SELECTED TEXT >>
Most nitrilases are made up of a single polypeptide ranging from 32 to 45 kDa, and its structure is an ⍺-β-β-⍺ fold. The favored form of the enzyme is a large filament consisting of 6-26 subunits. Nitrilase exploits the Lys-Cys-Glu catalytic triad which is essential for its active site function and enhancing its performance.

The structure of a thermoactive nitrilase from P. abyssi consists of a 2-fold symmetric dimer in which each subunit contains 262 residues. Similar to other nitrilases in the nitrilase family, each subunit has an ⍺-β-β-⍺ sandwich fold; when the two subunits come together and interact, the protein forms a 'super-sandwich' (⍺-β-β-⍺-⍺-β-β-⍺) structure. In order to dimerize, the C-terminals of each subunit extend out from the core and interact with each other, and this is largely made possible by the salt bridges formed between arginine and glutamate residues.

Although the exact binding mechanism to the nitrile substrate still remains unknown, by drawing comparisons between the sequence and structure with other nitrilases, the catalytic triad was determined to consist of Glu 42, Lys 113, and Cys 146. With the aid of protein modeling programs, Glu 42 was observed to be the catalytic base in activating the nucleophile (Cys 146) based on the relatively short distance between the O in Glu and S in Cys. Likewise, Lys 113 was inferred to be the catalytic acid responsible for proton transfer to the substrate.

== Biological Function ==
Nitrilases have critical roles in plant-microbe interactions for defense, detoxification, nitrogen utilization, and plant hormone synthesis. In plants, there are two distinguishable groups in regard to substrate specificity: those with high hydrolytic activity towards arylacetonitriles and those with high activity towards β-cyano-L-alanine. NIT1, 2, and 3 of the A. thaliana species are examples of the first group of plant nitrilases (arylacetonitrilases) which hydrolyze the nitriles produced during the synthesis or degradation of cyanogenic glycosides and glucosinolates. The arylcetonitrile substrates for these particular enzymes consist of phenylpropionitrile and other products that result from glucosinolate metabolism. NIT4 however, belongs to the second group of plant nitrilases and is critical for cyanide detoxification in plants.

RECORDED INFORMATION >>
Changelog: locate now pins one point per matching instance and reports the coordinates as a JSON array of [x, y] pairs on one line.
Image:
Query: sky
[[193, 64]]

ACTIVITIES >>
1/ Rewrite the paragraph of the nitrilase text that begins "Although the exact binding mechanism" as a short bulleted list, keeping its main facts.
2/ Please carry on the nitrilase text from its last sentence with a further paragraph of its section on biological function.

OUTPUTS BY TASK >>
1/
- The exact mechanism by which the enzyme binds its nitrile substrate is still unknown.
- Comparisons of sequence and structure with other nitrilases identified the catalytic triad as Glu 42, Lys 113, and Cys 146.
- Protein modeling showed Glu 42 to be the catalytic base that activates the nucleophile, Cys 146, based on the relatively short distance between the O in Glu and the S in Cys.
- Lys 113 was inferred to be the catalytic acid that transfers a proton to the substrate.

2/
Moreover, microbes could also potentially utilize nitrilase for detoxifying and assimilating nitriles and cyanide that exist in the plant environment. An example of this is the β-cyano-L-alanine nitrilase by the plant bacterium P. fluorescens SBW25. Although it is unknown whether this plant bacterium encounters toxic levels of β-cyano-ʟ-alanine in natural settings, nitrilase activity has been observed in cyanogenic plants; thus, it seems that the nitrilase serves as a predominant mechanism for detoxifying cyanide instead of β-cyano-ʟ-alanine. Other bacterial applications of nitrilases produced by plant-associated microorganisms include the degradation of plant nitriles for a carbon and nitrogen source. P. fluorescens EBC191 hydrolyzes many arylacetonitriles, namely mandelonitrile, which serves as a defense against herbivores.